▸ RECORDED INFORMATION
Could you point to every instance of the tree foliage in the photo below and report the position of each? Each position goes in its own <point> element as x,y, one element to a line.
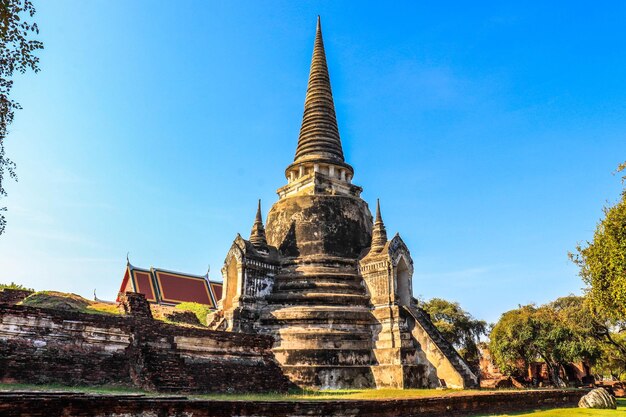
<point>17,54</point>
<point>602,261</point>
<point>557,333</point>
<point>457,326</point>
<point>14,286</point>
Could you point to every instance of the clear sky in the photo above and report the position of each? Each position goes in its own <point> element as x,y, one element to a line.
<point>489,131</point>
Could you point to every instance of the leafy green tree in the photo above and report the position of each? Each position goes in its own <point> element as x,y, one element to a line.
<point>17,54</point>
<point>14,286</point>
<point>457,326</point>
<point>602,261</point>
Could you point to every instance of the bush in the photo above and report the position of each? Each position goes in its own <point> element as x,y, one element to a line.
<point>14,286</point>
<point>200,310</point>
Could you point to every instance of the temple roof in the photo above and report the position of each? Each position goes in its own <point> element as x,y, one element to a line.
<point>162,286</point>
<point>319,135</point>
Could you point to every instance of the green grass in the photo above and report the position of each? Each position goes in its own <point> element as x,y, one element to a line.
<point>68,302</point>
<point>367,394</point>
<point>200,310</point>
<point>379,394</point>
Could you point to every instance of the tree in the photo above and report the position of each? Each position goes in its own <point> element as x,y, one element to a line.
<point>457,326</point>
<point>602,261</point>
<point>14,286</point>
<point>557,333</point>
<point>17,54</point>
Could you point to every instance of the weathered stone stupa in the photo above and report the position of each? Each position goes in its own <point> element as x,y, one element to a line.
<point>325,281</point>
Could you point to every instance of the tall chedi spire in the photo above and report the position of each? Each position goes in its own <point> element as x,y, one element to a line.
<point>379,233</point>
<point>257,235</point>
<point>319,142</point>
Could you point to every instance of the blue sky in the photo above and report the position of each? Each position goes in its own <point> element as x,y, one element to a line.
<point>489,131</point>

▸ REQUIREMENTS
Output all of the records above verbatim, line for line, with the picture left out.

▸ EXERCISE RESPONSE
Could you point to every instance of the tree foliage in the photo below and report the position of each? Each position goes in its own <point> element as x,y, one element to a line.
<point>17,54</point>
<point>602,261</point>
<point>557,333</point>
<point>457,326</point>
<point>14,286</point>
Could you point to every instance of the clear sky in the photo above and report the position of each? Each position goes in its own <point> element as x,y, one element to a line.
<point>489,131</point>
Could you point to every instance of the leafy green tree in the photo above and report the position of each? Each position goes in its own <point> element as x,y, one element to a line.
<point>17,54</point>
<point>14,286</point>
<point>457,326</point>
<point>602,261</point>
Could you point to every instance of the bush in the photo above and report the position of each? Each position goes in its own <point> element as x,y, one element to a line.
<point>14,286</point>
<point>200,310</point>
Could you point to every instance of the temple roof in the photo above and report the position of each? Each position goes in its own <point> element as x,y, one element to a line.
<point>162,286</point>
<point>319,135</point>
Could you point to every instance of the green grass in the photo above and report the position of each? Each position goes in its own <point> element as x,y, one element to a line.
<point>68,302</point>
<point>367,394</point>
<point>200,310</point>
<point>379,394</point>
Could you point to every instance of the tree in the photo above and report the position of each? Each position goes in its own <point> element as x,y, one element to a line.
<point>457,326</point>
<point>602,261</point>
<point>14,286</point>
<point>557,333</point>
<point>17,54</point>
Could you point to every instance of the weathered stone stupa in the photo above and report the position of each? Each position goes in its own <point> element as x,y, one element to a line.
<point>325,281</point>
Could you point to every instance of the tall chedi spire in the photo above and report the position of each? Each position goes in its own <point> element as x,y, one element to a line.
<point>379,233</point>
<point>257,235</point>
<point>319,142</point>
Could you point to every instance of the blue sky in the photo above and report the position of each? Each position goes in its own <point> element as x,y, one element to a line.
<point>489,131</point>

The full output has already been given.